* What this task involves
Write out the data from the line containing "TARGET = concrete slab" through the line containing "(1077, 344)", including both of those lines, reproducing each character unchanged.
### Recorded information ###
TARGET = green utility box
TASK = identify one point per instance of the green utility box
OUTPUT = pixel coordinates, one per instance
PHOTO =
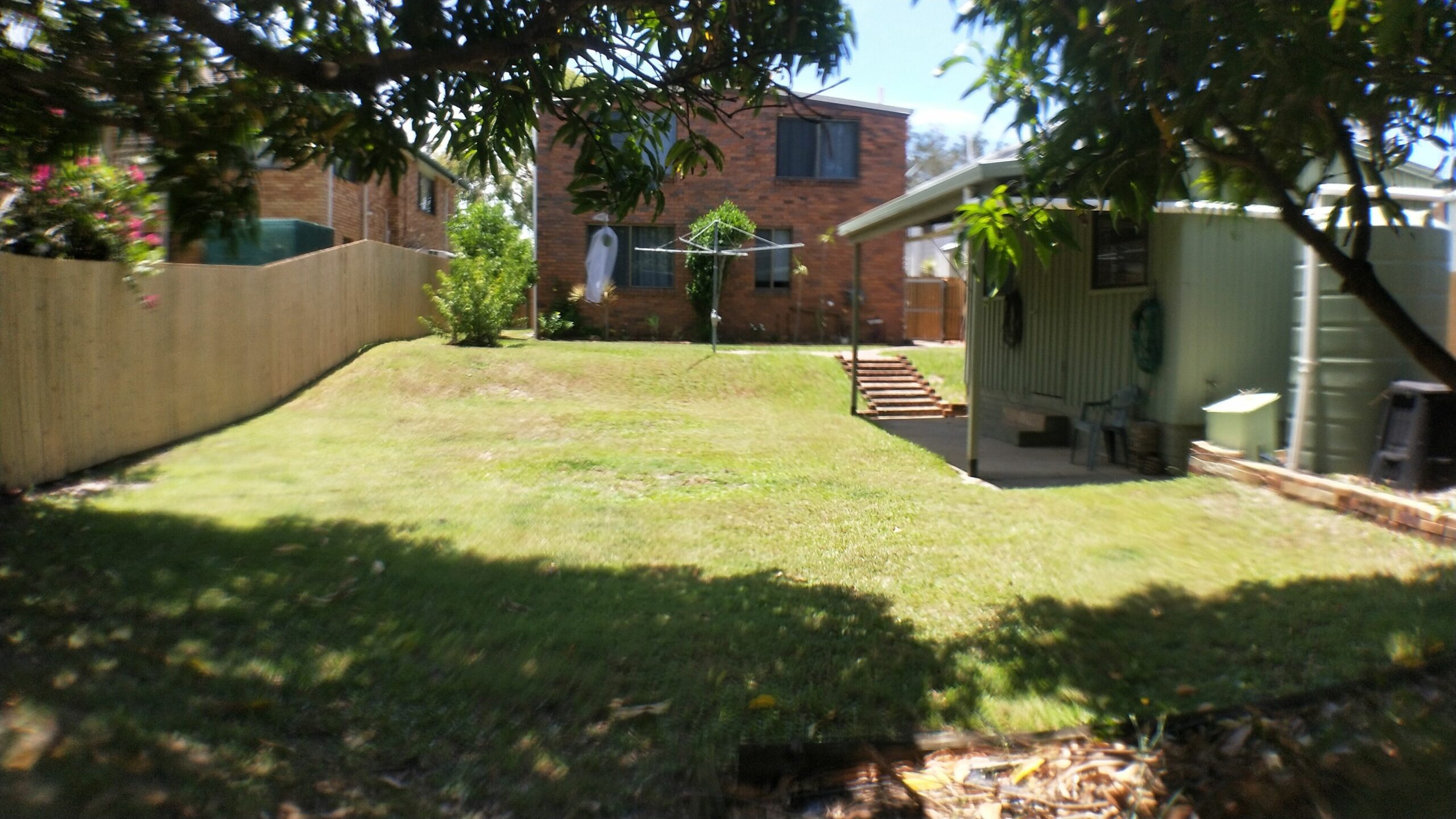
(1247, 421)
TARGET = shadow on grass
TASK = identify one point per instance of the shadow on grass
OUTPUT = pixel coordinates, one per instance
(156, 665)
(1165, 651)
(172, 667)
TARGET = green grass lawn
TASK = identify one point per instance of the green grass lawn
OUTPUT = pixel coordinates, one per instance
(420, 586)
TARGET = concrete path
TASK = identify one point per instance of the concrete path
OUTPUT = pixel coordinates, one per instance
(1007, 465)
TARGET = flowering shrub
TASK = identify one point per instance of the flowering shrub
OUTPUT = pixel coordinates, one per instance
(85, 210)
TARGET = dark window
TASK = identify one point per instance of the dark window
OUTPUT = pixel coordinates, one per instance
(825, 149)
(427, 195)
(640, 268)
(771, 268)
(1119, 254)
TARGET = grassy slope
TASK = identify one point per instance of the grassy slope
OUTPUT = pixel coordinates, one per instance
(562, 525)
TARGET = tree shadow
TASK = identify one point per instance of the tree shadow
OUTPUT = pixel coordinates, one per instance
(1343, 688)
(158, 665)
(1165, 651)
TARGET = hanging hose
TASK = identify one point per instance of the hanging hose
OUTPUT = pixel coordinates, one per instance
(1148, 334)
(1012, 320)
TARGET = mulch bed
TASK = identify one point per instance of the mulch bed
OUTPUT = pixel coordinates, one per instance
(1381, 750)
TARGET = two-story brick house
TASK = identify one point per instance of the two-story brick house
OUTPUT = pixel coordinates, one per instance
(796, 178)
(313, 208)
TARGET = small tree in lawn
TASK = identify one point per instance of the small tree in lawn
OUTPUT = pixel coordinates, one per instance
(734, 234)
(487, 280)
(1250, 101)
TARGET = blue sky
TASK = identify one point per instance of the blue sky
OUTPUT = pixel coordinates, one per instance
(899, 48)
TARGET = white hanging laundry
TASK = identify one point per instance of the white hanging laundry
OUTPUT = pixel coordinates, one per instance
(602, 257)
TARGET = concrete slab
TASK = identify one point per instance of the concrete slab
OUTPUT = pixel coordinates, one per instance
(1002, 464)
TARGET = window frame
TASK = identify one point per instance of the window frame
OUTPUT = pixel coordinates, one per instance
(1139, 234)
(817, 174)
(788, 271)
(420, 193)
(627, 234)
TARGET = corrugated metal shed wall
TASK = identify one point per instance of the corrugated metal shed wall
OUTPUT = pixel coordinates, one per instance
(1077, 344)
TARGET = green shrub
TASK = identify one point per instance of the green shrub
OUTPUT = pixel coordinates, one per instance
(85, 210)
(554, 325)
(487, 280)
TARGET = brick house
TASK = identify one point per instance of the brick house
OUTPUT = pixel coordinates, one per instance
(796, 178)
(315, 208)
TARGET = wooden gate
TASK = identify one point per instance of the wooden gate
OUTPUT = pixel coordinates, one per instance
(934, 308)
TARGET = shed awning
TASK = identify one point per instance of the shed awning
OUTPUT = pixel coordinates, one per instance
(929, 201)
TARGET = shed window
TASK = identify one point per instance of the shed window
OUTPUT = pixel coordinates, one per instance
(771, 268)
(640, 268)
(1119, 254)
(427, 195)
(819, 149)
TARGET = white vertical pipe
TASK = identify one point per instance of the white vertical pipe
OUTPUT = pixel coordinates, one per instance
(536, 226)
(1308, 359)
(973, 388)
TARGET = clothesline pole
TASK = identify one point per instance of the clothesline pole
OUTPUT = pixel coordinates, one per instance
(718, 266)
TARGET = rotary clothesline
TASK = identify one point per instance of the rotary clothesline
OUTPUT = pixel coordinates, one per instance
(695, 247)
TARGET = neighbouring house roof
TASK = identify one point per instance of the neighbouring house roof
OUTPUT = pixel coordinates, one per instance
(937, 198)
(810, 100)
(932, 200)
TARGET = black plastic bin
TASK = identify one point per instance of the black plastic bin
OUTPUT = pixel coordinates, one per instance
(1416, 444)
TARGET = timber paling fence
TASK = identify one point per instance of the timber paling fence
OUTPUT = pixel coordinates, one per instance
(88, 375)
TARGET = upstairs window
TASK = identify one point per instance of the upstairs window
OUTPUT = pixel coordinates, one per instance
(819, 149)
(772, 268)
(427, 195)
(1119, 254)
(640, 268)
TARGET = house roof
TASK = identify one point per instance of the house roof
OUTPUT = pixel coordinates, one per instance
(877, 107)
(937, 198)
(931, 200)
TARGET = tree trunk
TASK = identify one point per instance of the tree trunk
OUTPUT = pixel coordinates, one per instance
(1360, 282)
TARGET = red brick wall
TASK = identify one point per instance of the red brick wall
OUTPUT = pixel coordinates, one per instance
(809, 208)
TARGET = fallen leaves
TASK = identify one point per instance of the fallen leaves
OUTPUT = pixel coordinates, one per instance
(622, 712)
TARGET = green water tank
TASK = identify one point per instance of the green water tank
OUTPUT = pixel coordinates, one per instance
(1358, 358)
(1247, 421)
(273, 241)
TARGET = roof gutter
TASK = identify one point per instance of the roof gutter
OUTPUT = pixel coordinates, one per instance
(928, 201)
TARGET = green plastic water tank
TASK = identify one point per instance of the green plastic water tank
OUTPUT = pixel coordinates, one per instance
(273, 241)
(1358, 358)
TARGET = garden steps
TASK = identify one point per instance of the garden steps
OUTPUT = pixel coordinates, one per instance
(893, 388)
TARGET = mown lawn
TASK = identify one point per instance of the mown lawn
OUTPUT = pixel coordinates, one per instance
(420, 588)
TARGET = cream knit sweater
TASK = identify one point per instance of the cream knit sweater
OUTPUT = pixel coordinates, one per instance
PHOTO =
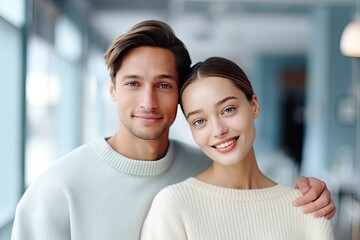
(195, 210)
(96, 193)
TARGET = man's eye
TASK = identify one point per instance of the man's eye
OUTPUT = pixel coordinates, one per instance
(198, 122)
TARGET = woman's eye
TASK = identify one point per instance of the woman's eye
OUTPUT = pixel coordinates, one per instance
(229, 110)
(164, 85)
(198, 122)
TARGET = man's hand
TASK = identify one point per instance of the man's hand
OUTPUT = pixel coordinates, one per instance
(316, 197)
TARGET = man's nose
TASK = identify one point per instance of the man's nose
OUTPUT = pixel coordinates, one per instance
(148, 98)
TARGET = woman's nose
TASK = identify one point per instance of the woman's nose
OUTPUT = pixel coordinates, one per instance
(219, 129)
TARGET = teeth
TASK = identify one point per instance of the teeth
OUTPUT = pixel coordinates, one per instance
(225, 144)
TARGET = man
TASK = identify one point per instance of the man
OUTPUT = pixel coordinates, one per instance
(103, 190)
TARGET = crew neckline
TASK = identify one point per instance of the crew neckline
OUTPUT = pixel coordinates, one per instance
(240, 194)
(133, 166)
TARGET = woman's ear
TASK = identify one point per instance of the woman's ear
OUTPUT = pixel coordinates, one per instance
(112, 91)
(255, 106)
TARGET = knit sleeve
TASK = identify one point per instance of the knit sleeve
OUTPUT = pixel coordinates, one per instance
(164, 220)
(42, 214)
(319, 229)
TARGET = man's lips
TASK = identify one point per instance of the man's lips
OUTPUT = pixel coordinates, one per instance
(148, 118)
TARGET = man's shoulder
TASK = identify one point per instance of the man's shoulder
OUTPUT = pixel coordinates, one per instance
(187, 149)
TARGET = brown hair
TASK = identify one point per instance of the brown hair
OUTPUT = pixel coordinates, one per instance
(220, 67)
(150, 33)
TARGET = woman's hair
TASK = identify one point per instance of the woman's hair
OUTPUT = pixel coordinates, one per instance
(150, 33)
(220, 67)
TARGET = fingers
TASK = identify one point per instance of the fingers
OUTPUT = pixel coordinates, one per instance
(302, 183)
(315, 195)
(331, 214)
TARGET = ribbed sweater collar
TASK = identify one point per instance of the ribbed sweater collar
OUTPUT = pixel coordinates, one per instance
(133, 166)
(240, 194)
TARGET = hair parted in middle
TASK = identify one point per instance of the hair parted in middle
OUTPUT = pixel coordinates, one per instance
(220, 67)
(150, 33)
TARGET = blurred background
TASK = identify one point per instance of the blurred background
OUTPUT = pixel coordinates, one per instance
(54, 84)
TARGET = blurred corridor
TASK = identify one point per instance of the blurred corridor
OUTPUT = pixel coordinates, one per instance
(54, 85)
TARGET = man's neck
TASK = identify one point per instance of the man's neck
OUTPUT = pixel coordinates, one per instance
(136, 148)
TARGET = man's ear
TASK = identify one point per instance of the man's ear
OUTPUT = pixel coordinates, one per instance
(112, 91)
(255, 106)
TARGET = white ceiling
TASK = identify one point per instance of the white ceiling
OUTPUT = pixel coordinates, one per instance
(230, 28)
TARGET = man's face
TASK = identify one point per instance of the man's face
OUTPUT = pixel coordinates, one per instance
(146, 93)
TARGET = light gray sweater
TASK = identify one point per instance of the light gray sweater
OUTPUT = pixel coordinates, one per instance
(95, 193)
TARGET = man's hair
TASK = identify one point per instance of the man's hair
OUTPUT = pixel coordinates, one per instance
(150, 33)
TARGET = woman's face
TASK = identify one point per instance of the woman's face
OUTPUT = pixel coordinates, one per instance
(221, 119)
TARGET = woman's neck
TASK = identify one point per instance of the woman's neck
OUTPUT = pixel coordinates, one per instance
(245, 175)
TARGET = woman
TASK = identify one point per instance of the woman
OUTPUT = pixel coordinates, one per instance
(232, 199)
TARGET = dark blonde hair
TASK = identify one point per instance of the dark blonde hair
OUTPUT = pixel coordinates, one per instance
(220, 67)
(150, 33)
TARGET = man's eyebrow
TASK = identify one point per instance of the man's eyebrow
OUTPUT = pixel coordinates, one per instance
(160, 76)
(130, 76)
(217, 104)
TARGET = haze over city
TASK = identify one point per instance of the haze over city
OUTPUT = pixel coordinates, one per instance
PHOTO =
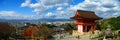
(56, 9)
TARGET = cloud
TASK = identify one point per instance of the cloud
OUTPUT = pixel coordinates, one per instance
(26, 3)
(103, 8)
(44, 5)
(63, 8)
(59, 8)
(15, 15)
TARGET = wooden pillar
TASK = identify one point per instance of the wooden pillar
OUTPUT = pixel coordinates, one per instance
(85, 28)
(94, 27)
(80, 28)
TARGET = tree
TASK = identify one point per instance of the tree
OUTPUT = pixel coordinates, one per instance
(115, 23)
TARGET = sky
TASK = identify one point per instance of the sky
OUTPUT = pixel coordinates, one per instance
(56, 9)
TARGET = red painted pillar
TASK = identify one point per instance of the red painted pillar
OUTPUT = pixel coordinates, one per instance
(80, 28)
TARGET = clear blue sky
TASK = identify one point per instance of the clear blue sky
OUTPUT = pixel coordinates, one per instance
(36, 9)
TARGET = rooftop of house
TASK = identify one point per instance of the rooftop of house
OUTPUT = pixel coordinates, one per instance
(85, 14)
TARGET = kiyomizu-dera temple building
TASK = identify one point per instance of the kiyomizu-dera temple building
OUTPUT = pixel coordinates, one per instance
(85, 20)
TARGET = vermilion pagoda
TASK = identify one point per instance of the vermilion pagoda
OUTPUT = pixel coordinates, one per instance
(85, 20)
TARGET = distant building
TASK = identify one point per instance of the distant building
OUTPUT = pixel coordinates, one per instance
###
* Correct result
TARGET = concrete slab
TASK = identify one point per instance of the concrete slab
OUTPUT = pixel coordinates, one per instance
(1002, 464)
TARGET = window frame
TASK = identify one point per instance of the window frame
OUTPUT = pixel coordinates, one per instance
(1139, 234)
(817, 174)
(788, 271)
(420, 193)
(627, 234)
TARGET = corrugated metal shed wall
TASK = identify one point per instance of the corrugated metal shed wall
OUTPUT = pixel coordinates, one per instance
(1077, 344)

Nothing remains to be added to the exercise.